======== DATASET ENTRIES ========

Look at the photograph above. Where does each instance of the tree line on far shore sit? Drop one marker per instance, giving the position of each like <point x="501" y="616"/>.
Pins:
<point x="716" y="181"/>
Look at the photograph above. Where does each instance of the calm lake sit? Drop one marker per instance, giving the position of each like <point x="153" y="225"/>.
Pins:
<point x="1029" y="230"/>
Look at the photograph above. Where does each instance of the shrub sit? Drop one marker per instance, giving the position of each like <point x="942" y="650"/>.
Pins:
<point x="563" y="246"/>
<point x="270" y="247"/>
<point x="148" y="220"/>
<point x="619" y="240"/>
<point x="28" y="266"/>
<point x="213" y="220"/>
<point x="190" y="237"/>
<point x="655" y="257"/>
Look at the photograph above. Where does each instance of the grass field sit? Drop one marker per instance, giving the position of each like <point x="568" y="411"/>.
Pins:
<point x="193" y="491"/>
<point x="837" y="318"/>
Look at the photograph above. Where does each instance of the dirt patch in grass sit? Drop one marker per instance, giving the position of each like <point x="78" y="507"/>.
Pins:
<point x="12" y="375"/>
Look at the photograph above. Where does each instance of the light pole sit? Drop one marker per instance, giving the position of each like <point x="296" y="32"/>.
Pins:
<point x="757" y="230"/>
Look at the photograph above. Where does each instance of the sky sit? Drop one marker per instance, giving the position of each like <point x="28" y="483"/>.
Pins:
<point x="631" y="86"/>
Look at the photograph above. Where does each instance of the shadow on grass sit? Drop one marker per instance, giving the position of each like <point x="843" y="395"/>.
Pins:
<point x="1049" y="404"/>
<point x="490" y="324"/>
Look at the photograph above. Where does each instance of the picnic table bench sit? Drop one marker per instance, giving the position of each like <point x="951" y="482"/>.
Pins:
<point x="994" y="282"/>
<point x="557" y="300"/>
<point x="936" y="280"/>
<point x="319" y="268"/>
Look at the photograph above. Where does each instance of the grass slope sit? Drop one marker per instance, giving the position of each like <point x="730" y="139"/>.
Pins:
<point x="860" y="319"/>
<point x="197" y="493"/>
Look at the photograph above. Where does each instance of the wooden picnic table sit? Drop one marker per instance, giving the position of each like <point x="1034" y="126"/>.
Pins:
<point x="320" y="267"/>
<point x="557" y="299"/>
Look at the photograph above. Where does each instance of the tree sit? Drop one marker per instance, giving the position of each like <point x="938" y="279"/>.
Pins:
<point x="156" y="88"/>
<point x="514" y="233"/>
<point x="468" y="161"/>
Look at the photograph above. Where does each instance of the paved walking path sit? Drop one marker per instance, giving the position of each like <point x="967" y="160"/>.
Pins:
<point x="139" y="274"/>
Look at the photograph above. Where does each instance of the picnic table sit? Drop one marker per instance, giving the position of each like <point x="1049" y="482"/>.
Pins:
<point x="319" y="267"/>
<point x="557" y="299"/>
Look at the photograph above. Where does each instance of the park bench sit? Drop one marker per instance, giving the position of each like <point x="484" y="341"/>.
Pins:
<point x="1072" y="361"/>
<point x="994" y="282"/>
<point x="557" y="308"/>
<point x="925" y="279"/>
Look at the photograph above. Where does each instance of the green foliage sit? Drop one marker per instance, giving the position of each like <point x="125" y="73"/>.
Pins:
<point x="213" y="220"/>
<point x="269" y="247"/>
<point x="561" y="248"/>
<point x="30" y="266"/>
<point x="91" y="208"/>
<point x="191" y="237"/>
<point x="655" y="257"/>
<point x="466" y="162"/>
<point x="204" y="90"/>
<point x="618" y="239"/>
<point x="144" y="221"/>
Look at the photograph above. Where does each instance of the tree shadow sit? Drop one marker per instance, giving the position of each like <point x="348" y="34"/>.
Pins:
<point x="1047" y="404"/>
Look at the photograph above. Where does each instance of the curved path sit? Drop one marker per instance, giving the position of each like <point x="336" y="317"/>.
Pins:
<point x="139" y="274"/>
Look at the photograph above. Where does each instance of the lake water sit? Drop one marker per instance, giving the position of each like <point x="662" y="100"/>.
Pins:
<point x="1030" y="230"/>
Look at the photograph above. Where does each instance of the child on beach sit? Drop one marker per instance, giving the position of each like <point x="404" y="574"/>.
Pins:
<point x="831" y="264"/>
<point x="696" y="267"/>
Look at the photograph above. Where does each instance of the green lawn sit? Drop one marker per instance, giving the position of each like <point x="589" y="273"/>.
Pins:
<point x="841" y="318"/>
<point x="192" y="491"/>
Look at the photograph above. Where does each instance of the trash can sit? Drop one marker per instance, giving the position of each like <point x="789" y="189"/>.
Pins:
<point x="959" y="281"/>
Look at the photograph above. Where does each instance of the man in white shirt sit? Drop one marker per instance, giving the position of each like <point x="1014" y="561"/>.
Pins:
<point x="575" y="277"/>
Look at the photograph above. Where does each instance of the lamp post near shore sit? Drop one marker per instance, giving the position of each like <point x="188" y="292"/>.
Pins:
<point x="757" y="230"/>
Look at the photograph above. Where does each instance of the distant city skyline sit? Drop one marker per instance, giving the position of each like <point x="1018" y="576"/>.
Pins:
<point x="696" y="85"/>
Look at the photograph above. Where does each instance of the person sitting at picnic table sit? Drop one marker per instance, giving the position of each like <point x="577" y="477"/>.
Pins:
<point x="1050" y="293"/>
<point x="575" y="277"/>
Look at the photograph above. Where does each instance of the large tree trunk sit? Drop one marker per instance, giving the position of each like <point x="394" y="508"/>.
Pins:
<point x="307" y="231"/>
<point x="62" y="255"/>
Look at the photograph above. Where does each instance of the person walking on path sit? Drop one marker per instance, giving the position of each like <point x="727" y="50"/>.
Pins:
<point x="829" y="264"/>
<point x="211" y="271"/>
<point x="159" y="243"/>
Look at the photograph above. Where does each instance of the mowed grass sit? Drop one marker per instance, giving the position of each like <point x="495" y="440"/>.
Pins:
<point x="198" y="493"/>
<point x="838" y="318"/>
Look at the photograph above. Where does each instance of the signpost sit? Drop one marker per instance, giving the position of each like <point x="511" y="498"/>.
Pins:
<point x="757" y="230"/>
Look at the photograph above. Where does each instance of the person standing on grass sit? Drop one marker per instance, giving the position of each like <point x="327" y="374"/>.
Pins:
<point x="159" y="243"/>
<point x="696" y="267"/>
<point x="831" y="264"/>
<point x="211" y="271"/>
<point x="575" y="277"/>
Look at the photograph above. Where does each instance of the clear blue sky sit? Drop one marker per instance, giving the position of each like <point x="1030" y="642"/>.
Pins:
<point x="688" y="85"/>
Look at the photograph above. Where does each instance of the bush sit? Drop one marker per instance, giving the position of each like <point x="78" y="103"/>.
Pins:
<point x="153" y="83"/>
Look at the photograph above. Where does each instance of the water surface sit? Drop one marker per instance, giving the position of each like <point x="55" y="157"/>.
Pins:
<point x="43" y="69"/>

========

Reproduce the lines of the entries above exactly, but only from the line containing "the person standing" through the final line.

**WRITTEN REPLY:**
Look at the photograph above. Where does each instance of the person standing on grass sit? Drop one marker per instance, giving the position of each like <point x="327" y="374"/>.
Pins:
<point x="159" y="243"/>
<point x="696" y="267"/>
<point x="831" y="264"/>
<point x="211" y="271"/>
<point x="575" y="277"/>
Look at the photograph above. Where does each instance of the clear blue sky sit? Drop one marker per instance, giving the position of each like <point x="1030" y="642"/>.
Pins:
<point x="688" y="85"/>
Look at the photograph above. Where does each instance of the bush sit? Drop one marker per instance, giving the position of each like <point x="78" y="103"/>.
Pins:
<point x="153" y="83"/>
Look at the photograph above. Where does each instance of the water surface sit? Drop one marker per instance, giving the position of each like <point x="55" y="157"/>.
Pins:
<point x="43" y="69"/>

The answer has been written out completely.